### What you need to do
Check each statement against the passage on organizing a sales manager's time. Answer yes or no and quote the words that decide it: 1. Reading routine e-mail is given as a task of major importance. 2. Arranging a department planning session is given as an urgent task tied to long-term efforts. 3. The matrix is said to help identify tasks that can be delegated.

### Extract provided
— Start —

Your salespeople present you with a variety of problems to solve
and disputes to settle. Customers need hand-holding. All too
often, "organizing" your time and activities takes a back seat
to just getting through the day.
There is a way to think about your activities; however, that
provides a framework for organizing them and increasing your
productivity. The first element to consider is time. There are
two major ways of framing time: short-term and long-term. Most
managers have quarterly and annual goals. Does your planning
extend beyond that time? Are you working on three- year or
five-year plans from time to time? Are you directed by monthly
or perhaps weekly goals? Depending on the exact nature of your
sales cycle and corporate initiatives, "short-term" and
"long-term" will have different meanings. However, you should
have a sense of what those windows of time represent.
The second element to consider addresses the nature of the tasks
and activities you perform. Over both the short- and the
long-term, there are tasks and activities you must perform that
are of major importance, and there are those that are of minor
importance. Whether they are major or minor is closely related
to the nature or the goals they are directed toward attaining.
Reading routine e-mail, for instance, is of minor importance
while gathering information to complete a proposal is of major
importance.
Using the dual aspects of the two elements, you can create a
four - quadrant matrix - a framework for thinking about the
tasks and activities which lead you toward achieving your goals,
and a tool for organizing and listing them. What kinds of
activities and tasks do you find yourself involved in over the
course of the day, week, and month? Where would you fit those
activities in the matrix?
In addition to the relative importance of your tasks, you must
consider the relative urgency of the task. Some tasks are very
urgent while others can be deferred. There can be urgent tasks
related to long-term efforts, like arranging a department
planning session, and there can be deferrable short-term tasks,
like responding to routine phone calls.
The matrix allows you to frame your time and the activities you
perform into a coherent and meaningful whole that will enable
you to ultimately improve your productivity. How? It will help
you create your daily "to do" list with a balance of short- and
long-term tasks of different degrees of importance and urgency.
It will help you find redundancies that can be eliminated. And,
it will help you identify tasks that can be delegated.

— End —

### Provided data
— Start —

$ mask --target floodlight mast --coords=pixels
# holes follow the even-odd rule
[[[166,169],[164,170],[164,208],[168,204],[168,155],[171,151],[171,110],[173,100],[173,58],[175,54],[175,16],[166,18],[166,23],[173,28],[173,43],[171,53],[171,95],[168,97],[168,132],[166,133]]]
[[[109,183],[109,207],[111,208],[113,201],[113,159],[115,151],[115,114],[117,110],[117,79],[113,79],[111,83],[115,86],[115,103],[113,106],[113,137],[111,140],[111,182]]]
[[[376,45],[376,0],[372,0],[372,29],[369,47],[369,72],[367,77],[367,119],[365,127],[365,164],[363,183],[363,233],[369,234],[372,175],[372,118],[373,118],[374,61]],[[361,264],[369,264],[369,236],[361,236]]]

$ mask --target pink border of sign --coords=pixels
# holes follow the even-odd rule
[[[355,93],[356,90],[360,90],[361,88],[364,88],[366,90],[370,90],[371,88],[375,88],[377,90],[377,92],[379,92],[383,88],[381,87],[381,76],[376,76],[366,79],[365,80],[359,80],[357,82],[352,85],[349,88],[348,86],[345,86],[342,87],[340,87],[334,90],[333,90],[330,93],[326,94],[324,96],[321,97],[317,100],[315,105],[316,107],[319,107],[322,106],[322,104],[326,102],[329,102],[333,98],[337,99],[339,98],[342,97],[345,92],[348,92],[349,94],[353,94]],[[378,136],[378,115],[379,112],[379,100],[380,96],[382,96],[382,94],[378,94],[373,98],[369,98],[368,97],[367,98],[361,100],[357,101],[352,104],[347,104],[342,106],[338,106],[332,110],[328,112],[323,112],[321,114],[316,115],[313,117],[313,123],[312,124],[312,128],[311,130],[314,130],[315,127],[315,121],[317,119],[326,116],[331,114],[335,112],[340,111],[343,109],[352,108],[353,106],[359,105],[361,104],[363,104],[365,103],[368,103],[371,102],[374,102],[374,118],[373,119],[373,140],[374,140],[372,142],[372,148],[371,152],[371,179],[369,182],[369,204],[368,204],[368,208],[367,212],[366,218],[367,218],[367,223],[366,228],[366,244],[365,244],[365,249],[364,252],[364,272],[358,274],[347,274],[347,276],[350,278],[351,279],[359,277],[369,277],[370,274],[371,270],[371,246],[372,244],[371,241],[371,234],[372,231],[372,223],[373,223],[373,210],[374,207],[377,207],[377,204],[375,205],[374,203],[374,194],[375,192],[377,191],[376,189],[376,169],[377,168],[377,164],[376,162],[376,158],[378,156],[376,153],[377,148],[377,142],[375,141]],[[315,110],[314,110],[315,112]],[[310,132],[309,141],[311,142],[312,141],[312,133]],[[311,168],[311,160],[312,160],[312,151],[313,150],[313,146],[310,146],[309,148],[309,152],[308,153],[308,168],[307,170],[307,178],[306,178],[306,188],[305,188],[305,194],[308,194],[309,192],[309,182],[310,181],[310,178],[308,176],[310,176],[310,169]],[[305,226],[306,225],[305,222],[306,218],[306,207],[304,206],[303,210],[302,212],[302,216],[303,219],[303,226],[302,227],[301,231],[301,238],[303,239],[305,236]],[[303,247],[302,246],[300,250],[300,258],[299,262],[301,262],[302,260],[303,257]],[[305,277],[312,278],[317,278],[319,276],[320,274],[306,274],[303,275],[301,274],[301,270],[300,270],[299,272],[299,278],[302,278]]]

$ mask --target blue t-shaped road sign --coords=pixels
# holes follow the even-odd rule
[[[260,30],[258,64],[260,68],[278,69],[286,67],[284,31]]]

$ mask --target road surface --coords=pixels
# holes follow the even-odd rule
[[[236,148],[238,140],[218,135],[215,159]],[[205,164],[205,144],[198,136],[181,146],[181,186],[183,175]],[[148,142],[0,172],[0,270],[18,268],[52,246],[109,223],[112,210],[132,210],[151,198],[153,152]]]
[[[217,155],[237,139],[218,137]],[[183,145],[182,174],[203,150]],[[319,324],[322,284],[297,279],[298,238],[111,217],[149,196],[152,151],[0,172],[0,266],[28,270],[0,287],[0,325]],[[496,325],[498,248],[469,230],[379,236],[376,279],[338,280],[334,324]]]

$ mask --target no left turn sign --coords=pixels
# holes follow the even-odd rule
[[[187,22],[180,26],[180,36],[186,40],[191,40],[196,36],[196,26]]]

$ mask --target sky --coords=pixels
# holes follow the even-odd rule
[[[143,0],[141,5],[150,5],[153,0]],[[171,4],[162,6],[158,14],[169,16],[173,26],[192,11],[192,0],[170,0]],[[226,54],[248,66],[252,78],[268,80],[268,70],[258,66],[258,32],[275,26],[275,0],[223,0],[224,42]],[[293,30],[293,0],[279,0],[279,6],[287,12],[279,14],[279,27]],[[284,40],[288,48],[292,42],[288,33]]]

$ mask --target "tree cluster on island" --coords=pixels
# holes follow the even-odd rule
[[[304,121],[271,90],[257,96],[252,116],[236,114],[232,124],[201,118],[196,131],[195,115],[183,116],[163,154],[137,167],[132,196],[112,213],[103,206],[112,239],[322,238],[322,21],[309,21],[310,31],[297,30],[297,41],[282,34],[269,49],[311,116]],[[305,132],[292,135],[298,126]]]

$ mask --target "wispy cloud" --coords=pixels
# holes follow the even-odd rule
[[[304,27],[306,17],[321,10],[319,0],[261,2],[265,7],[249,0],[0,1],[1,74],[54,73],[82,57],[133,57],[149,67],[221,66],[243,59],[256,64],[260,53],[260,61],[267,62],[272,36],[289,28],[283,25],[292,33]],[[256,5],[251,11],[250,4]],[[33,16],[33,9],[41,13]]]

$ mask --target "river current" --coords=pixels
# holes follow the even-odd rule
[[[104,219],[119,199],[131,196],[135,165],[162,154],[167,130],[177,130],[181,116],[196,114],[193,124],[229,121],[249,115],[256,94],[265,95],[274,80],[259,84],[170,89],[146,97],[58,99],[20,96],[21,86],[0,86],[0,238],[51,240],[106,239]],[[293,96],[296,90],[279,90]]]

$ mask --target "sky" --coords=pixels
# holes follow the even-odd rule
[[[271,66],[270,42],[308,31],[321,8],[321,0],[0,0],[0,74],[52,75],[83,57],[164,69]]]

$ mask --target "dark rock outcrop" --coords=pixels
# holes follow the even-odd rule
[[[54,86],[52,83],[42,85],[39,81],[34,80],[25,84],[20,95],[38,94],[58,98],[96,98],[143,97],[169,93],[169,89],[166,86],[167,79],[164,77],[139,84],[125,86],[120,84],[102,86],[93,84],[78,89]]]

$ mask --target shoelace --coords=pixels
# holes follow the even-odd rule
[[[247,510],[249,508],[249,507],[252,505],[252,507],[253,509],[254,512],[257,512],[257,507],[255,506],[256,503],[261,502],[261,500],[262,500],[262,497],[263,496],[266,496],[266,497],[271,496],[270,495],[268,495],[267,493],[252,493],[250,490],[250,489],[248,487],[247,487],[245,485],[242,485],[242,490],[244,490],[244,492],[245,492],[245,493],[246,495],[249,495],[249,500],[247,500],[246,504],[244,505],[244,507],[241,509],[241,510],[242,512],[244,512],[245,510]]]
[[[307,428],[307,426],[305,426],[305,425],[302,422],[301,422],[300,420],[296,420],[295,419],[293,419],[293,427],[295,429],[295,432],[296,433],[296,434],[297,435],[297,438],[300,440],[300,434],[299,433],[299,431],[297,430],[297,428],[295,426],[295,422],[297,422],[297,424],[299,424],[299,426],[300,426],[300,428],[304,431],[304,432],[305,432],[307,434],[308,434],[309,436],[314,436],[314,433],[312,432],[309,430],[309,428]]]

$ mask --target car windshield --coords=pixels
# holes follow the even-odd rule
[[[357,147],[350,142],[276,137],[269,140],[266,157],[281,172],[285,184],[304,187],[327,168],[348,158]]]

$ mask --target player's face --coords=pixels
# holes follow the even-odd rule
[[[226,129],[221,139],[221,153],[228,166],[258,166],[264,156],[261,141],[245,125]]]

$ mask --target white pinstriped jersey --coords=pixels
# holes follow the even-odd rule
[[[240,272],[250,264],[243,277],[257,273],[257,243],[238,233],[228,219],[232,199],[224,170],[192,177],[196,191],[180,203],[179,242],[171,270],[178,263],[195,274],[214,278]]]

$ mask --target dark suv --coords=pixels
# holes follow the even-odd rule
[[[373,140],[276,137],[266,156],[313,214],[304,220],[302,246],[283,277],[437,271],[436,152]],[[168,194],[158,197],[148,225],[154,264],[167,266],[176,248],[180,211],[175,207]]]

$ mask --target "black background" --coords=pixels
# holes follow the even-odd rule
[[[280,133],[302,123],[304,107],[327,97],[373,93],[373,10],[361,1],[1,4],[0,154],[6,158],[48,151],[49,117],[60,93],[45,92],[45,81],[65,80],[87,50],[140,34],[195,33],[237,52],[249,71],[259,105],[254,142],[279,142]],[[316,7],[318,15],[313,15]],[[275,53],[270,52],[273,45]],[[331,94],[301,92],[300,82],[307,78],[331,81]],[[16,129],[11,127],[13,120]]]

— End —

### Worked answer
1. No: "Reading routine e-mail, for instance, is of minor importance"
2. Yes: "There can be urgent tasks related to long-term efforts, like arranging a department planning session"
3. Yes: "it will help you identify tasks that can be delegated"